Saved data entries
Start

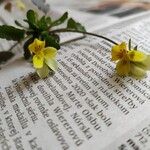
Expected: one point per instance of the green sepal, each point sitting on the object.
(72, 24)
(11, 33)
(61, 20)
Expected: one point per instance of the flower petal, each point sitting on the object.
(49, 52)
(123, 68)
(36, 46)
(136, 56)
(52, 63)
(43, 72)
(137, 72)
(118, 51)
(38, 61)
(144, 64)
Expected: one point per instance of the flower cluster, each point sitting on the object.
(130, 62)
(44, 58)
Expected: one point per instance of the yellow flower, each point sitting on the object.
(20, 4)
(130, 62)
(43, 57)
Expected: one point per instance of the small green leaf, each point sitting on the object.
(11, 33)
(61, 20)
(32, 18)
(42, 24)
(129, 44)
(72, 24)
(48, 20)
(27, 53)
(135, 48)
(51, 40)
(43, 72)
(18, 23)
(5, 56)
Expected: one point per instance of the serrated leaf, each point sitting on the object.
(5, 56)
(61, 20)
(51, 40)
(11, 33)
(72, 24)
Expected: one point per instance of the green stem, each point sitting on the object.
(83, 32)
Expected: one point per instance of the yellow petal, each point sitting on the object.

End

■ **The request**: Update these lines by swapping "sitting on" for "resting on" everywhere it appears, keeping everything else the same. Leave the pictures out of your answer.

■ **The result**:
Expected: one point per instance of the green sepal, each point resting on the object.
(72, 24)
(11, 33)
(61, 20)
Expected: one point per instance of the flower petal, each point resting on the object.
(49, 52)
(123, 68)
(36, 46)
(136, 56)
(52, 63)
(43, 72)
(137, 72)
(118, 51)
(38, 61)
(144, 64)
Expected: one point per instance of the flower cluster, each point resting on the object.
(130, 62)
(44, 58)
Expected: one point per instance of the yellow flower, each point resting on the object.
(20, 4)
(130, 62)
(43, 57)
Expected: one point per instance of the small green leaf, each point resting on the object.
(11, 33)
(61, 20)
(32, 18)
(42, 24)
(129, 44)
(72, 24)
(48, 20)
(27, 53)
(135, 48)
(51, 40)
(43, 72)
(18, 23)
(5, 56)
Expected: one point per instance of the serrated leaf, each point resting on the object.
(5, 56)
(61, 20)
(51, 40)
(11, 33)
(72, 24)
Expected: one point per instance of the green stem, each point resting on the object.
(83, 32)
Expected: one point per instance of the yellow petal, each point resting on the object.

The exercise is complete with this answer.